In the guide to Scottish jury trials below, on what date did the act abolishing the not proven verdict receive Royal Assent?

### PASSAGE PROVIDED
::::::
Jury Service in Scotland: 15 Jurors and the End of Not Proven

A criminal jury trial in Scotland looks different from one in England and Wales in almost every respect: 15 jurors instead of 12, a public prosecutor called the procurator fiscal rather than the Crown Prosecution Service, and, since 1 January 2026, a fundamentally changed set of verdicts. This guide explains how Scottish solemn trials work today, and exactly which trials the new rules apply to.
Why Scottish Criminal Trials Work Differently
Scotland has its own criminal justice system, separate from England and Wales, with its own courts, its own prosecutor and its own rules of evidence. Serious criminal cases (solemn procedure) are tried before a judge and jury in the High Court of Justiciary or the Sheriff Court. Less serious cases go through summary procedure, decided by a judge alone with no jury.
Prosecutions are brought by the Crown Office and Procurator Fiscal Service (COPFS), Scotland's independent public prosecution service, acting on behalf of the Lord Advocate. There is no route by which a private individual personally decides whether a case goes to trial or chooses a jury; that decision belongs to the prosecutor.
15 Jurors: The Largest Criminal Jury in the World
A Scottish solemn jury is empanelled with 15 members, more than the 12 used in England, Wales and Northern Ireland, and more than almost any other jury system in the world. If jurors are discharged during the trial, for example through illness, the trial can continue as long as the number does not fall below 12.

The 1 January 2026 Change: From Three Verdicts to Two
For roughly three centuries, a Scottish jury could return one of three verdicts: guilty, not guilty, or not proven. Not proven acquitted the accused in exactly the same way as not guilty, but without the same finding, and it had long been criticised as confusing for jurors and difficult for both complainers and acquitted defendants to live with.
The Victims, Witnesses, and Justice Reform (Scotland) Act 2025 (asp 2025/12), which received Royal Assent on 30 October 2025, abolished the not proven verdict. Sections 65 and 66 of the Act were brought into force on 1 January 2026, by the Victims, Witnesses, and Justice Reform (Scotland) Act 2025 (Commencement No. 1 and Transitional Provision) Regulations 2025 (SSI 2025/393).
The practical effect: for any criminal trial that starts on or after 1 January 2026, a Scottish jury can return only two verdicts, guilty or not guilty. Not proven is no longer an option for those trials.
The Transitional Saving: Some Trials Still Use the Old System
This change is not retrospective, and that distinction matters. The commencement regulations include a transitional and saving provision so that a trial already under way before 1 January 2026 is not disrupted partway through.
::::::
### INFORMATION PROVIDED
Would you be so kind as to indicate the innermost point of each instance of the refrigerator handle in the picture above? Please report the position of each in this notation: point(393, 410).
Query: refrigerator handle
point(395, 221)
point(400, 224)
::::::
### THE REPLY
30 October 2025